§ Esercizi:
(a) Rispondi in breve alle domande sul testo scelto.
(i) In quale anno le foto di Andy Sewell sono state presentate ai PhMuseum Days?
(ii) Secondo l'articolo di Stefano Gandelli, quanti erano i cavi oceanici nel 2021 e quale lunghezza totale raggiungevano?
(iii) Su quale rivista ha scritto Francesco D'Isa?
(b) Stabilisci se ciascuna affermazione è conforme al testo scelto. Rispondi sì o no e cita le parole del testo che lo dimostrano.
(i) Andy Sewell è un artista inglese.
(ii) Il messaggio resta impulso luminoso per tutto il suo percorso.
(iii) I LLM figurano tra le principali cause del cambiamento climatico.
(c) Trascrivi il passo del testo scelto che va da "Le macchine e" fino a "viaggio dei dati." compreso.

*** Testo scelto

Le macchine e le persone parlano le une con le altre da sempre. Le prime si perfezionano grazie all’interazione con le seconde e ogni tanto queste si chiedono se avessero fatto meglio a tacere un po’ di più.
Nel 2023 per i PhMuseum Days siamo rimasti colpiti dalle foto di Andy Sewell, un artista inglese che con il suo reportage sottomarino ci portava nelle “autostrade atlantiche” delle cablature digitali: chilometri di cavi a trasportare tutti i nostri dati, ne abbiamo parlato anche qui. Le foto sono impressionanti, perché non si tratta di strane creature marine, ma di serpentoni in fibra ottica che avvinghiati tra loro veicolano tutti i nostri saperi e rappresentano la parte centrale del viaggio dei dati.
Di fatto il percorso è questo: da un input di scrittura o trasmissione testuale alla ricezione digitale, il messaggio si trasforma in codice binario, che per raggiungere un server viaggia attraverso uno dei tanti cavi. Solo durante il tragitto subacqueo diventa impulso luminoso, per poi uscire allo scoperto una volta raggiunto il server di destinazione sulla terraferma, tornare intelligibile.
Secondo un articolo di Stefano Gandelli su Geopop, già nel 2021 il 97% di tutto il traffico internet globale veniva gestito da una grandissima rete di cavi oceanici: circa 426, per una lunghezza totale di 1,3 milioni di km. Pensate a quanti possiamo contarne oggi.
Quanto inquina davvero questo traffico? Si tratta di numeri enormi di cui avere paura, certo. Ma fino a che punto? Francesco D’Isa su The bunker magazine sorprendentemente potrebbe rassicurarci.
Nonostante la proliferazione di prompt e AI aggiornate, sommate alla quantità di informazioni che ci scambiamo online ogni giorno, i LLM non sono tra le principali cause del nostro cambiamento climatico.
“Per iscrivere l’impatto ecologico in un contesto globale è necessaria un’analisi comparativa con attività quotidiane di cui spesso dimentichiamo il peso”. Non si vuole assolvere l’impatto ecologico dell’AI, continua D’Isa nell’articolo, “ma ridimensionare il suo ruolo in un quadro di priorità: se vogliamo ridurre davvero la nostra impronta climatica, vale infinitamente di più rinunciare a un ciclo di asciugatrice, accorciare una doccia o rinunciare all’auto e alla carne che non smettere di fare domande a un chatbot”.
Nonostante il milione di chilometri sottomarini dunque, si torna sempre al punto di partenza: noi e le nostre abitudini. Mentre ci interroghiamo sull’efficienza delle macchine, rischiamo di dimenticare che il peso più grande spesso è quello della nostra routine sedimentata del “fare cose”.
Questo non è da leggersi come un atto di accusa, ma un invito: se possiamo fare domande a ChatGPT e aspettarci risposte, forse dovremmo provare a fare lo stesso anche con la nostra quotidianità.

******
*** Materiale di studio

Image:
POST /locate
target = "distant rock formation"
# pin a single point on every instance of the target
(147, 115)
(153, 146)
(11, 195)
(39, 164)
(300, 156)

******

§ Soluzioni:
(a)
(i) Nel 2023.
(ii) Circa 426 cavi, per una lunghezza totale di 1,3 milioni di km.
(iii) Su The bunker magazine.

(b)
(i) Sì: "un artista inglese".
(ii) No: "Solo durante il tragitto subacqueo diventa impulso luminoso".
(iii) No: "i LLM non sono tra le principali cause del nostro cambiamento climatico".

(c)
Le macchine e le persone parlano le une con le altre da sempre. Le prime si perfezionano grazie all’interazione con le seconde e ogni tanto queste si chiedono se avessero fatto meglio a tacere un po’ di più.
Nel 2023 per i PhMuseum Days siamo rimasti colpiti dalle foto di Andy Sewell, un artista inglese che con il suo reportage sottomarino ci portava nelle “autostrade atlantiche” delle cablature digitali: chilometri di cavi a trasportare tutti i nostri dati, ne abbiamo parlato anche qui. Le foto sono impressionanti, perché non si tratta di strane creature marine, ma di serpentoni in fibra ottica che avvinghiati tra loro veicolano tutti i nostri saperi e rappresentano la parte centrale del viaggio dei dati.